• Goal of the exercise:
Could you please reproduce every record below exactly, leaving out the pictures?

• Available data:
★ ★ ★ ★
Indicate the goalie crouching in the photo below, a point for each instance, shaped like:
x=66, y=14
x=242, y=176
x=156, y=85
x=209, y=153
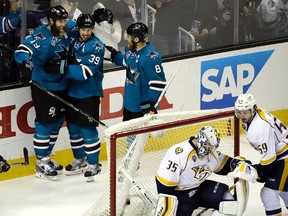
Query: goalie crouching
x=182, y=182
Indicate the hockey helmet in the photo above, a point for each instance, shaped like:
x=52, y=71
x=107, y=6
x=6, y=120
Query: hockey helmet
x=139, y=30
x=245, y=102
x=85, y=21
x=103, y=14
x=208, y=138
x=57, y=12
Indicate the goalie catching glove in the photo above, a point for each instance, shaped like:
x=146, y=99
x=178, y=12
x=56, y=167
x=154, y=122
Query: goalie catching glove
x=244, y=170
x=166, y=205
x=56, y=66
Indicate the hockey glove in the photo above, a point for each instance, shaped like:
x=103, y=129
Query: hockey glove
x=56, y=66
x=25, y=73
x=148, y=108
x=113, y=51
x=4, y=166
x=237, y=160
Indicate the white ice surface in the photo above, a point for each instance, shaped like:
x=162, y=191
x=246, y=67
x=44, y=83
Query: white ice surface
x=72, y=195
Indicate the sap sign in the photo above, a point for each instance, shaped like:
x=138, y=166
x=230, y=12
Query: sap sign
x=222, y=80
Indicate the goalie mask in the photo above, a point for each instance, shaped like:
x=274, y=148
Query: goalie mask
x=208, y=140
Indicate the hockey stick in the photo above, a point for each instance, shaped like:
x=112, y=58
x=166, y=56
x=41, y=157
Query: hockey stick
x=206, y=209
x=26, y=159
x=164, y=91
x=67, y=103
★ ★ ★ ★
• Response to the task:
Indicate the goalie crouching in the photo below, a point for each instance, shaped like:
x=66, y=14
x=242, y=176
x=156, y=85
x=209, y=153
Query: goalie crouching
x=182, y=182
Indicate the hockey helmet in the photo above, a point for each instance, shaped like:
x=52, y=71
x=107, y=6
x=6, y=120
Query: hockey helmet
x=139, y=30
x=245, y=102
x=85, y=21
x=103, y=14
x=208, y=138
x=57, y=12
Indicate the goalie catching glove in the photo above, a point for each instance, shaped like:
x=146, y=99
x=178, y=12
x=56, y=167
x=154, y=122
Query: goalie catching glove
x=244, y=170
x=166, y=205
x=56, y=66
Indicate the hockey glove in the photo above, a point for each instance, shaped like:
x=103, y=129
Query: hockey glove
x=56, y=66
x=25, y=73
x=148, y=108
x=113, y=51
x=4, y=166
x=237, y=160
Indicate the white ice surface in the photo above, a point for each instance, shaped like:
x=162, y=191
x=246, y=67
x=44, y=83
Query: white ice surface
x=72, y=195
Indicate the sap sign in the photo above, a point for each instance, shaped like:
x=138, y=166
x=230, y=12
Query: sap sign
x=222, y=80
Indicate the goalie mask in the photo above, a point for each instance, shaped like:
x=274, y=148
Query: goalie mask
x=208, y=140
Indicate the hockey stick in the photo above, a point for each instance, shaped like:
x=112, y=58
x=166, y=56
x=41, y=157
Query: hockey stick
x=206, y=209
x=26, y=159
x=164, y=91
x=67, y=103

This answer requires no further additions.